- Work instructions: Please transcribe the data exactly as shown, skipping the images.

■ ■ ■ ■

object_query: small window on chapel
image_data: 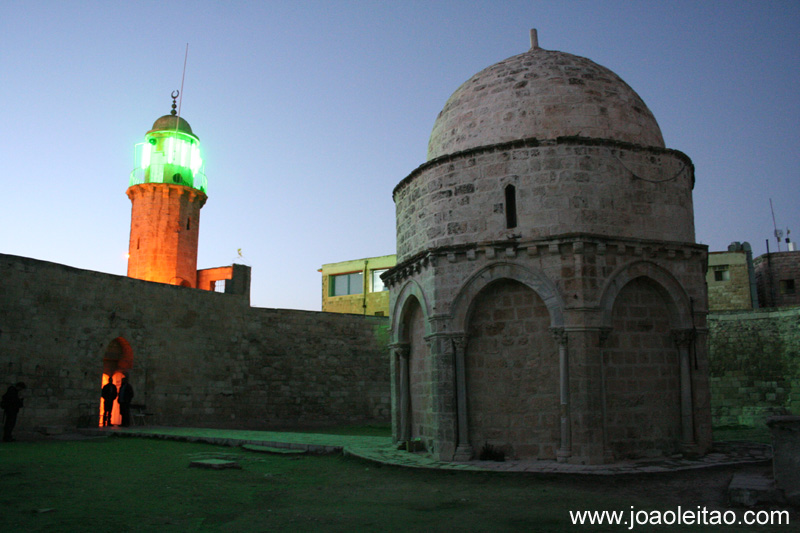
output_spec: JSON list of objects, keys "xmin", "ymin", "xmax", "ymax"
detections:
[
  {"xmin": 713, "ymin": 266, "xmax": 730, "ymax": 282},
  {"xmin": 505, "ymin": 184, "xmax": 517, "ymax": 229}
]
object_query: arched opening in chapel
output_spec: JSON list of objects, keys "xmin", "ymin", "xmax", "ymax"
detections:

■ ■ ■ ■

- Response box:
object_query: small window on chapel
image_data: 
output_spec: JSON list of objects, keys "xmin", "ymin", "xmax", "ymax"
detections:
[
  {"xmin": 713, "ymin": 266, "xmax": 730, "ymax": 282},
  {"xmin": 505, "ymin": 184, "xmax": 517, "ymax": 229}
]
object_query: arched opening in chapel
output_spec: JSON list of objects, keys "xmin", "ymin", "xmax", "ymax"
detections:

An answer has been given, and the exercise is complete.